● Data provided:
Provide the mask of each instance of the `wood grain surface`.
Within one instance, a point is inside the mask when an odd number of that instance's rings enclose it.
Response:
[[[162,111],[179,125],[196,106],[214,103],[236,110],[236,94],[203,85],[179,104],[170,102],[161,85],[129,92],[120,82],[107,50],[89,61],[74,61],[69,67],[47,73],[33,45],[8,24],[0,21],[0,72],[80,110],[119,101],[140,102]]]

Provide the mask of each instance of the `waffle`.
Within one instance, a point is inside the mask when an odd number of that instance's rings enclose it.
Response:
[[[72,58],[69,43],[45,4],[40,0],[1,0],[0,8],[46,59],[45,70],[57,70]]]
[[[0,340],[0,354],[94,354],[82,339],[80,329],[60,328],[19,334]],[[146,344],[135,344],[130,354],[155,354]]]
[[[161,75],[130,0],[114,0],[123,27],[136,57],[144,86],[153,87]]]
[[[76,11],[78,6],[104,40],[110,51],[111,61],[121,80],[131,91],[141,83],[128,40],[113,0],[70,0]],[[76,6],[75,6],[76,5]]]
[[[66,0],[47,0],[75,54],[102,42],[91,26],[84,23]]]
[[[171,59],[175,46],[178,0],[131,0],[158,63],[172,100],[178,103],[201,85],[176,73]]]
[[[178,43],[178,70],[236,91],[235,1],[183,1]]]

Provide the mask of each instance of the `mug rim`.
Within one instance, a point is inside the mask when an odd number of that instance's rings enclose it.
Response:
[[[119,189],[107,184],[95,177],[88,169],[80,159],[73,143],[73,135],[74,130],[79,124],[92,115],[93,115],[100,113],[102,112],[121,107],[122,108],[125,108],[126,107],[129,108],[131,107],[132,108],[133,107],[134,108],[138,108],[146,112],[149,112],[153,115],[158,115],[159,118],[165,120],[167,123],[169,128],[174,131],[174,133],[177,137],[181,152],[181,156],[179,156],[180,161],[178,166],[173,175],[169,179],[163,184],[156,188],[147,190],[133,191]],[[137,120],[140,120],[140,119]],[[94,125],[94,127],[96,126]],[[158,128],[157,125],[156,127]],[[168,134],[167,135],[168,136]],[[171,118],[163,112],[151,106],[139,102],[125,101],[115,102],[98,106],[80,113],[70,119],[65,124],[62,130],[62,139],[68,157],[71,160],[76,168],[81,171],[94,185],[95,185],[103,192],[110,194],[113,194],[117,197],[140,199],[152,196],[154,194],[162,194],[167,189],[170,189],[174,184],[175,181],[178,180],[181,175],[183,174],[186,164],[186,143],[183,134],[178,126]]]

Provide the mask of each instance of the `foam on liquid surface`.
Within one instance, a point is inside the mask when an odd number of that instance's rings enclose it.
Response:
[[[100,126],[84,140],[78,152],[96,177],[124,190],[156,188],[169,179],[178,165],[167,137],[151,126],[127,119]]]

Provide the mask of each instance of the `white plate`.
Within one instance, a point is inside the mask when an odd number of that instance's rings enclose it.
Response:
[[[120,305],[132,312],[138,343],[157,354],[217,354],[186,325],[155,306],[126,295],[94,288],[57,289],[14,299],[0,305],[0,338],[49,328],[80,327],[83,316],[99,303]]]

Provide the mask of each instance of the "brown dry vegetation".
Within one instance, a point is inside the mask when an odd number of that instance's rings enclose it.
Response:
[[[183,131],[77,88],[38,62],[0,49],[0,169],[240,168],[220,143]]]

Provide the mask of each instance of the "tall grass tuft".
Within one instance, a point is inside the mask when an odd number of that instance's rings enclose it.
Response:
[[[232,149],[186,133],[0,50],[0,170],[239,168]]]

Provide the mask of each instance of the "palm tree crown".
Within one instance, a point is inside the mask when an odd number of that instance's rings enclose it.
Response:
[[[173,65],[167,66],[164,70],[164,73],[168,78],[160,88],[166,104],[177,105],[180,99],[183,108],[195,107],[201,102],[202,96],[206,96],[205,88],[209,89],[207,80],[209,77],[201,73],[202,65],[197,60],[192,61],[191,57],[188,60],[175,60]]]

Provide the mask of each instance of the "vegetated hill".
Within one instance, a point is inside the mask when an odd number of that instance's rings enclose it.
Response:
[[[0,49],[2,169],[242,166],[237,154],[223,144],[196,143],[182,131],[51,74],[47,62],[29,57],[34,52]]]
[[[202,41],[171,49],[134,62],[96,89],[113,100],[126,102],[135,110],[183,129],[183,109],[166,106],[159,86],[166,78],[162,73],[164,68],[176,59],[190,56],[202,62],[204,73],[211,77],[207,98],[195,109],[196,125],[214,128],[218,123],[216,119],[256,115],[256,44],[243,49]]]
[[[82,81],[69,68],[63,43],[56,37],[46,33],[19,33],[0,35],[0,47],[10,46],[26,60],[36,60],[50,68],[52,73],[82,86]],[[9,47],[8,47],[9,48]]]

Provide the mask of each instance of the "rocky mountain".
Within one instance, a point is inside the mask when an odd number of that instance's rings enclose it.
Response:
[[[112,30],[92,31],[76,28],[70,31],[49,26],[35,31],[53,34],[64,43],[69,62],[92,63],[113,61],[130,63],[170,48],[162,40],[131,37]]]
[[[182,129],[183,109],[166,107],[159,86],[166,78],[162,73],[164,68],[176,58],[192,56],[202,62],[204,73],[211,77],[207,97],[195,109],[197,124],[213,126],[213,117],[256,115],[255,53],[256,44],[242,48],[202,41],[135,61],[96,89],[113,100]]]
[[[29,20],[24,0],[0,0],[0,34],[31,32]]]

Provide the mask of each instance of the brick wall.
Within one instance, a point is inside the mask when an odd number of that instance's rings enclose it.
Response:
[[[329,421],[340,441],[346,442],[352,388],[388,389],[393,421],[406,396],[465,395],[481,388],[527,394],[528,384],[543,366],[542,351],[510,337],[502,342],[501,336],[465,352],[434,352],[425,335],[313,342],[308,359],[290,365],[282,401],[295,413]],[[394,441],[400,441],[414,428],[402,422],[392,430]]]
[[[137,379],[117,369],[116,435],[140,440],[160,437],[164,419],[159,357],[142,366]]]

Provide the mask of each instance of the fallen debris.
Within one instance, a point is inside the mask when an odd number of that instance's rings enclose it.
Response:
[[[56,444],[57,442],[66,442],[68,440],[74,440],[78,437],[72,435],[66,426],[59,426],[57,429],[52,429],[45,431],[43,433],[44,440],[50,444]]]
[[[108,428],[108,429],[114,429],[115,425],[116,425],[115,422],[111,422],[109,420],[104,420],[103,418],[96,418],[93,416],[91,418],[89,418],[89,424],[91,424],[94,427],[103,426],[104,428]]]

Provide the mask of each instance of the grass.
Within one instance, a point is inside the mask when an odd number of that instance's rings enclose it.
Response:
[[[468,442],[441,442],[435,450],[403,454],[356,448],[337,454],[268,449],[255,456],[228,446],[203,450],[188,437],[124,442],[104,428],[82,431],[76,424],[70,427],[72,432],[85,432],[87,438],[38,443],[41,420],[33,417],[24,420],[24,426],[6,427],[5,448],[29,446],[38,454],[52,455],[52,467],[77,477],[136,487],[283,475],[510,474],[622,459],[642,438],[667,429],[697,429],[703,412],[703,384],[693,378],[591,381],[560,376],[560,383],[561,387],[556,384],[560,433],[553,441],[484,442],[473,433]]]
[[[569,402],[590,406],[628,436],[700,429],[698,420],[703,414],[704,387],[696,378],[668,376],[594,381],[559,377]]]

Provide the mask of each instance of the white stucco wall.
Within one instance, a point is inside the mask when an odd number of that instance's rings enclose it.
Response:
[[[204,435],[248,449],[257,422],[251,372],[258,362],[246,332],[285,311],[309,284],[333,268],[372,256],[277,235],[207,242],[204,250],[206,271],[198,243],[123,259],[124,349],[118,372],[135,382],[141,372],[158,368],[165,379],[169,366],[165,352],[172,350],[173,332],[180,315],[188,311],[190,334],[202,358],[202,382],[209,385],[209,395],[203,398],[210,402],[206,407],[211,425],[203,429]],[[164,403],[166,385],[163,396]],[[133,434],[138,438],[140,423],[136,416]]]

● Given instruction:
Set down, exactly and in full, the lines from the one containing "Provide the mask of each instance of the white" through the end of the entries; no other line belongs.

● The output:
Provide the mask of each instance of the white stucco wall.
Within one instance, a point is inside the mask when an odd number of that instance's rings enclose it.
Response:
[[[204,435],[248,449],[257,422],[251,372],[258,362],[246,332],[285,311],[309,284],[333,268],[372,256],[277,235],[207,242],[204,250],[206,271],[198,243],[123,259],[124,349],[118,372],[135,382],[141,372],[158,368],[165,379],[169,366],[165,352],[172,350],[173,332],[180,315],[188,311],[190,334],[202,358],[202,382],[209,385],[209,395],[203,398],[210,402],[206,407],[211,425],[203,429]],[[164,403],[166,385],[163,396]],[[133,434],[138,438],[140,423],[136,416]]]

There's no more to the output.